◆ RECORDS FOR THE TASK:
◆ ◆ ◆ ◆ ◆ ◆ ◆
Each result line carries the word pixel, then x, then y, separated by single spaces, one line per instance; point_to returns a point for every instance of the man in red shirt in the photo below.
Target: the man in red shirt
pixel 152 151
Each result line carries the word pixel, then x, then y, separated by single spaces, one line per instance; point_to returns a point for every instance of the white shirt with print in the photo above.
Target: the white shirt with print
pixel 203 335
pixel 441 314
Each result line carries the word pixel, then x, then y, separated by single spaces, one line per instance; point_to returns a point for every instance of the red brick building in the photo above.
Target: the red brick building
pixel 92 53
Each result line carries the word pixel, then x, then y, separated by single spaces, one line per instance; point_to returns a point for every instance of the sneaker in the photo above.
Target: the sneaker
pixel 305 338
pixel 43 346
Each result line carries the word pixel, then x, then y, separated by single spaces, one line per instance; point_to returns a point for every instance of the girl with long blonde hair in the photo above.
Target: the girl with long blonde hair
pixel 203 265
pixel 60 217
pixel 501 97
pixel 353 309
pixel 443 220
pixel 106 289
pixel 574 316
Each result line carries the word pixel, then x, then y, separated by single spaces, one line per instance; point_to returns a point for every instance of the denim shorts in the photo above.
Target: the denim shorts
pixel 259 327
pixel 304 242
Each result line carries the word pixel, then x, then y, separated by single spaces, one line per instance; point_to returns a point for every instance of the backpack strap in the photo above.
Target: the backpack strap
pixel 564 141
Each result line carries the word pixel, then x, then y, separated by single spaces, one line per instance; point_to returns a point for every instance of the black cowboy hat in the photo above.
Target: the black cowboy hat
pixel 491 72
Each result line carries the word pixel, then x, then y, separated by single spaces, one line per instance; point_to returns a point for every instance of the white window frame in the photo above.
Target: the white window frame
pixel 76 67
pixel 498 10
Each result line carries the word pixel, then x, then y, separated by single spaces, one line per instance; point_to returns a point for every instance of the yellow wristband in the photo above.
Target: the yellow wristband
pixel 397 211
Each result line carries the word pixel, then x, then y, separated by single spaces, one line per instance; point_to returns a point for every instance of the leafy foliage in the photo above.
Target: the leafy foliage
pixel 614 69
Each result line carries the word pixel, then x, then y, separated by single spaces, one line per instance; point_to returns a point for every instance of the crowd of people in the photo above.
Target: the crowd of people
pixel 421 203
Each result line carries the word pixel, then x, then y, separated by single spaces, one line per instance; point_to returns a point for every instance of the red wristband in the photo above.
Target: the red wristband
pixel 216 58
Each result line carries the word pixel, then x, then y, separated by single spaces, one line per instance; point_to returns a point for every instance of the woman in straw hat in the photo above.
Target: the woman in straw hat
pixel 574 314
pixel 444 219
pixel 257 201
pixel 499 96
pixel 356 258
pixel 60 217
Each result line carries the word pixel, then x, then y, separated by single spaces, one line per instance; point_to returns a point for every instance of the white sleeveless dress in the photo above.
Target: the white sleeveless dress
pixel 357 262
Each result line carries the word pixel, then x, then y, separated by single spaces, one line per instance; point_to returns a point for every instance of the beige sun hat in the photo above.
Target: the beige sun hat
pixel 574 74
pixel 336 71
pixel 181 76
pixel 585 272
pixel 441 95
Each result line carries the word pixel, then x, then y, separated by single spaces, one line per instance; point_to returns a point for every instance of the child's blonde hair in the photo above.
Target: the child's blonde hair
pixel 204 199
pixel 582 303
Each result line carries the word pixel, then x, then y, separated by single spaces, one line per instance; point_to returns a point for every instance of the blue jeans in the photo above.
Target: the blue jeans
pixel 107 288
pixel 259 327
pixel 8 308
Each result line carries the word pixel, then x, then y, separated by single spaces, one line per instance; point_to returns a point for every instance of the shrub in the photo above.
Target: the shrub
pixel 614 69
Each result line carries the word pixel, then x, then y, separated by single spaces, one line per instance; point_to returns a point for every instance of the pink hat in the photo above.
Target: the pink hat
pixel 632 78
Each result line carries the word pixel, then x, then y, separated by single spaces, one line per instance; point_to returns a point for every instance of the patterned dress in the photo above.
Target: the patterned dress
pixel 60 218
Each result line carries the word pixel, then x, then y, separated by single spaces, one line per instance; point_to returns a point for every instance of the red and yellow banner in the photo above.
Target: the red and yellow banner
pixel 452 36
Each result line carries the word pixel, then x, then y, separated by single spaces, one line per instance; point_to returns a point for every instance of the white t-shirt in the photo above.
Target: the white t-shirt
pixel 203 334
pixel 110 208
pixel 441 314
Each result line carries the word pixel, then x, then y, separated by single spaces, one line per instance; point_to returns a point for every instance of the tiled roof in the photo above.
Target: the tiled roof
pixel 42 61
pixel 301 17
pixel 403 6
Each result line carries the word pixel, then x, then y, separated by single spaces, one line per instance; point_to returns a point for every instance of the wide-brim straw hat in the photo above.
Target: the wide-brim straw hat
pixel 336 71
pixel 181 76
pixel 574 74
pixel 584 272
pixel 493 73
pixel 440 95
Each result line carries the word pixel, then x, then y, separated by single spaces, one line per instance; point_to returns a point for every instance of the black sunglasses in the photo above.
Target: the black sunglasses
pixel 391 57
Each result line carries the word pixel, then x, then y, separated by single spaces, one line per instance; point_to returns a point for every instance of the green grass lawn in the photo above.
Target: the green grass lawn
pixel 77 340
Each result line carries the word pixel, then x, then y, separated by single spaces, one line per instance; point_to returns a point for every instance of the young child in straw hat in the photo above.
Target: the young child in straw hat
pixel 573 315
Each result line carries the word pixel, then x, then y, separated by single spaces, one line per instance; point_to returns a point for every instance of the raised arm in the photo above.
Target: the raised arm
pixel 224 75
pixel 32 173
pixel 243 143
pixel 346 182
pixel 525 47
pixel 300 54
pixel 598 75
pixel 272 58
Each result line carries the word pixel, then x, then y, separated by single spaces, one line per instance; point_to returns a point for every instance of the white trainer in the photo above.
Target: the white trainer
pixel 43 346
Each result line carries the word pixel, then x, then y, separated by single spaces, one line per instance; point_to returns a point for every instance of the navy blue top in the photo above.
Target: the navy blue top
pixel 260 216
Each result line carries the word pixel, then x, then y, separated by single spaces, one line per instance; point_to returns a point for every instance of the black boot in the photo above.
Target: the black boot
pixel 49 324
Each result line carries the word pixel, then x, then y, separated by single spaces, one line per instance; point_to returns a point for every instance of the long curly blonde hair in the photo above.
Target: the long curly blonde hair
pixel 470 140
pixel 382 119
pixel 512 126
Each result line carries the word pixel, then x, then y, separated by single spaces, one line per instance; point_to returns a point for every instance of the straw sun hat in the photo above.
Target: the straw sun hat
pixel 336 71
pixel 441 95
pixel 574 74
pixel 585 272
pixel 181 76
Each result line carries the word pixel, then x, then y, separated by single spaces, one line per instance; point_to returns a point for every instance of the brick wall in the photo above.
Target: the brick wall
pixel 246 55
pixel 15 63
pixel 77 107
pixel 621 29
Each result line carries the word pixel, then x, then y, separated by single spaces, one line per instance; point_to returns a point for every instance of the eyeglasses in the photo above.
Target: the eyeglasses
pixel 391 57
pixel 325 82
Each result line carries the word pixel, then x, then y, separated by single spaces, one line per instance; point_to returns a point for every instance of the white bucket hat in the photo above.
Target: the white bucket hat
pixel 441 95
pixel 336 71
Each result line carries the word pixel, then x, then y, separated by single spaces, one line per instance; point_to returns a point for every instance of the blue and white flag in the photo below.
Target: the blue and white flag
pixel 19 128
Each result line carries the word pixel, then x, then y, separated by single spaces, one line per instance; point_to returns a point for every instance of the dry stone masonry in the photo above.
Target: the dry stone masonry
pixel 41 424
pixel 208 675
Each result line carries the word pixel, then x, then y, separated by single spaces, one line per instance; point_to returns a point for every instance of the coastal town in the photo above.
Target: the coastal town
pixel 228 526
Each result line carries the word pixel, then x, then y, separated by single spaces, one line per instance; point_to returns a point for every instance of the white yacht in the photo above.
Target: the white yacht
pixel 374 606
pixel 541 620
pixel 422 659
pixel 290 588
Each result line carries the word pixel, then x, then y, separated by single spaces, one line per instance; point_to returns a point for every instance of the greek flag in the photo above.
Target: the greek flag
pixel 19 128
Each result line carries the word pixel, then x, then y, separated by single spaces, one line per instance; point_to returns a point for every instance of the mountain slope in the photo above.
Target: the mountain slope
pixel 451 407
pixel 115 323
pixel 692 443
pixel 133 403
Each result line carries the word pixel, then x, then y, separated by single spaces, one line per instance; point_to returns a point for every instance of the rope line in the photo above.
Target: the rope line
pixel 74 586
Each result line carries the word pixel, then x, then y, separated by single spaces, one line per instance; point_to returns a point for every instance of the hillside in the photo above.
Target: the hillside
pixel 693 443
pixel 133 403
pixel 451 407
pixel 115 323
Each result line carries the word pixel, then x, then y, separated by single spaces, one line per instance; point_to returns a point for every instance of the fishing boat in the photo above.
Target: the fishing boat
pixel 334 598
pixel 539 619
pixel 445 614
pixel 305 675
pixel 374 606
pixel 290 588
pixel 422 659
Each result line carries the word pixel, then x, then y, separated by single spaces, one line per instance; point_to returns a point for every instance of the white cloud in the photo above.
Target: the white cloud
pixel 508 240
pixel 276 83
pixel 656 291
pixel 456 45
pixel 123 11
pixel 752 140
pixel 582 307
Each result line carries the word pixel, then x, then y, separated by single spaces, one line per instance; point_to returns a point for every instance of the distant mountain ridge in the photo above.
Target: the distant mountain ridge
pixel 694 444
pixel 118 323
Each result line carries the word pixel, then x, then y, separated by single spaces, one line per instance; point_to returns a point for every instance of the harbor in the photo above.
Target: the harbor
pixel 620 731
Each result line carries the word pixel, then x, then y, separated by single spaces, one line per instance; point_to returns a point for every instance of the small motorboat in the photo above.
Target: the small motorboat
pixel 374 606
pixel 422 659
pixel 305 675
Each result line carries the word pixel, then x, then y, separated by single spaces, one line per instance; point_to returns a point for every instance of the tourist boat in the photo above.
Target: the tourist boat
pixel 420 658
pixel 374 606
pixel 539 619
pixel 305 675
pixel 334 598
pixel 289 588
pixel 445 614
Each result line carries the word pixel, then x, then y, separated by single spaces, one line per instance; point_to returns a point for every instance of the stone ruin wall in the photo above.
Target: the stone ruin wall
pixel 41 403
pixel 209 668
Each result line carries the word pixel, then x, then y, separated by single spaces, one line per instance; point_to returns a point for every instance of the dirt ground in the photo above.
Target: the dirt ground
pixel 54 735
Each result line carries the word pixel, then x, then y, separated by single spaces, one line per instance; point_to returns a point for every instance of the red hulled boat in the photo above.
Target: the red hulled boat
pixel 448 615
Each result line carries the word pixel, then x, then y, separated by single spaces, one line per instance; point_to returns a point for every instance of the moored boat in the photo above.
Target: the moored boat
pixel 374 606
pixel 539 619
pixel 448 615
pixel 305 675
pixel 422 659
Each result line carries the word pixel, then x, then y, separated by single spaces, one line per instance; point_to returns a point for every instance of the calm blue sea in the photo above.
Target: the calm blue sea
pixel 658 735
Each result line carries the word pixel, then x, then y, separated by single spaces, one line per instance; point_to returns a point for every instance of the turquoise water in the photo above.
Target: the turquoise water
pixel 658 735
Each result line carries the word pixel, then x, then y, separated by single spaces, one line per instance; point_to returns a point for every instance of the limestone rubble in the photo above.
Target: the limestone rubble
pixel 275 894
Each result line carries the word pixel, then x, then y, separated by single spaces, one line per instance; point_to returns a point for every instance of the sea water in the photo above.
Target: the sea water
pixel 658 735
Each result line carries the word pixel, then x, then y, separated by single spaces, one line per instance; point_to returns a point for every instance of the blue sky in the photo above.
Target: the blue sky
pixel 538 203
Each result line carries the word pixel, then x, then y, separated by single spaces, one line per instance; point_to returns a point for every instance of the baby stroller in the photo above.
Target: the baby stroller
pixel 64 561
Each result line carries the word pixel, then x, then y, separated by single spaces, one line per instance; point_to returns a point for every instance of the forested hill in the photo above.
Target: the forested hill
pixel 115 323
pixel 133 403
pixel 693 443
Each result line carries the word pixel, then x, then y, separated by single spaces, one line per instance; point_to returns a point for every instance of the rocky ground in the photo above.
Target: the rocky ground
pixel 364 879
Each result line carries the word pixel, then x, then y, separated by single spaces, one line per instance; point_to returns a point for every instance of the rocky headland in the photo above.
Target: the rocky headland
◆ ◆ ◆ ◆ ◆ ◆ ◆
Tally the lines of the preceding listing in which the word "below" appears; state nothing but the total.

2